EXERCICES:
A – Pour chacune des affirmations suivantes, indiquez si elle concorde avec l'entretien sur le départ de Londres pour Bruton, en répondant par oui ou non et en citant les mots décisifs de l'entretien. (i) La personne interrogée a ouvert trois restaurants en trois ans à Londres. (ii) À In De Wulf, Kobe Desramaults s'autorisait le café et le chocolat. (iii) Au restaurant Albert Premier, les recettes changeaient à chaque génération.
B – Poursuivez l'entretien sur le départ de Londres pour Bruton à partir de l'endroit où il s'arrête.

Pourquoi avez-vous choisi de quitter Londres pour vous installer à Bruton ?


J’ai grandi à la campagne, dans le Devon (deux heures plus au sud). J’ai toujours été entouré par la nature. Je me suis habitué à cuisiner des ingrédients de saison, lorsque j’ai travaillé en Suisse et en France. Idem à In De Wulf, en Belgique, où j’ai eu cette incroyable opportunité avec Kobe Desramaults. Il a créé son restaurant au milieu de nulle part, dans les Flandres. Il était intransigeant : un menu de 20 petits plats composés uniquement d’ingrédients qui venaient du jardin, ou de producteurs locaux. Je me permets, à Osip, d’avoir du café ou du chocolat. Lui ne se le permettait pas. C’est un sacré challenge, l’hiver. J’ai appris et j’ai découvert plein de choses. Il était très ouvert. Et ce qu’il faisait était très artistique, aussi. Il s’est quasiment construit tout seul et il a imposé sa propre voix. 
Cela peut sembler prétentieux mais je suis guidé par cette liberté et cette spontanéité de la nature. 
Je suis arrivé à Londres à 23 ans. J’ai ouvert trois restaurants en trois ans. La critique, les tables réservées longtemps à l’avance, tout marchait. J’étais fier de cuisiner de belles choses. Mais j’avais perdu le sens de mon travail. Je me suis retrouvé sans inspiration. Londres, ce sont aussi les gens qui se ruent dans le métro, le stress, etc… Quand je quittais la capitale, en train ou en avion, mon corps entier se relâchait à la vue des plaines vertes de la campagne. J’avais besoin de respirer. 

Comment décririez-vous votre philosophie ? 

Mon style est inspiré par la simplicité de la cuisine française. À Chamonix, au restaurant Albert Premier, la présentation s’était modernisée mais les recettes étaient les mêmes depuis deux ou trois générations, ce que j’apprécie. C’était très différent à In De Wulf, où la sensibilité était beaucoup plus moderne, le questionnement permanent. « Pourquoi fait-on comme cela ? » Ma cuisine a aussi une forte influence alpine. Les saveurs des fromages, les champignons sauvages, les noisettes, les noix, les saveurs des sous-bois (en français), les herbes sauvages, l’oxalis, les bourgeons et pousses de sapin, etc… On demande souvent aux gens le plat qu’ils ont préféré. Ils répondent très rarement le canard, ou le chocolat, mais un plat qui les a surpris, comme le céleri, par exemple. C’est la meilleure façon de convertir des gens qui n’en auraient pas commandé, en temps normal.

CONTENU DES DONNÉES:
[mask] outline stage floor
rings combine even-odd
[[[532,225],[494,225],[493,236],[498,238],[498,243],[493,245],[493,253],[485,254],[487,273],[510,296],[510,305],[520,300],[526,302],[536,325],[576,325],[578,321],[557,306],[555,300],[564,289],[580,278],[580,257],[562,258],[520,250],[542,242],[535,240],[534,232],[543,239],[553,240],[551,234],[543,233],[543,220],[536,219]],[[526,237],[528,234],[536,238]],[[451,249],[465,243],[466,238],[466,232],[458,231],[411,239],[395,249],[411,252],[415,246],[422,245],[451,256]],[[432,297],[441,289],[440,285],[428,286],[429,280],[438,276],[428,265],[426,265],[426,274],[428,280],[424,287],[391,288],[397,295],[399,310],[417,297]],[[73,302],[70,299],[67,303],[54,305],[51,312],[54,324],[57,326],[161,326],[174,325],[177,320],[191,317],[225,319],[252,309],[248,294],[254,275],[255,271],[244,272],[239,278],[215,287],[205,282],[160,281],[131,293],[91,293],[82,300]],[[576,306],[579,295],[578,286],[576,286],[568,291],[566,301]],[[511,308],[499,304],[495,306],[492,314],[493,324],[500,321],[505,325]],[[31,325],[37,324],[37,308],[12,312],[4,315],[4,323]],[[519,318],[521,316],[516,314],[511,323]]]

RÉPONSES PAR EXERCICE:
A –
(i) Oui : « J’ai ouvert trois restaurants en trois ans. »
(ii) Non : « Lui ne se le permettait pas. »
(iii) Non : « les recettes étaient les mêmes depuis deux ou trois générations »

B –
À Londres, vous voulez du yuzu, du thon du Portugal ou du homard, vous passez un appel à minuit et vous êtes livrés le lendemain. C’est beaucoup trop facile. C’est presque tricher »

Que voudriez-vous améliorer dans votre façon de cuisiner ?

Je suis plutôt content de ce que je fais. Tendre vers l’autosuffisance pourrait être la prochaine étape. C’est un challenge énorme mais c’est possible avec un petit restaurant (une petite trentaine de couverts). 

Vous faites pousser vos propres légumes. Qu’est-ce que cela change dans votre manière de percevoir la cuisine ? 

J’apprends aux côtés d’agriculteurs qui ont plus d’expérience que moi. On a eu des courgettes pendant au moins quatre mois. Nous en avons proposé différentes variations au menu, aussi à l’épicerie à côté. Parfois, on fait un essai, et on a des concombres pendant trois ou quatre jours. On adapte alors le menu. Même si cela fait mielleux, quand je vois une graine, je pense à ce qu’elle deviendra et à ce que je vais en faire. Vous avez un résultat en tête, comme en cuisine. Et si vous prenez des raccourcis, vous faites des erreurs. Il n’y a rien de mieux que de cuisiner la carotte que vous avez cueillie le matin. Vous en prenez soin et vous voulez montrer au client que cette carotte ne vient pas du supermarché. À Londres, vous voulez du yuzu, du thon du Portugal ou du homard, vous passez un appel à minuit et vous êtes livrés le lendemain. C’est beaucoup trop facile. C’est presque tricher. À Bruton, je dois travailler en fonction du climat. L’hiver, entre janvier et mars, c’est très limité… et vous devez toujours faire un menu gastronomique.

Comment faites-vous ?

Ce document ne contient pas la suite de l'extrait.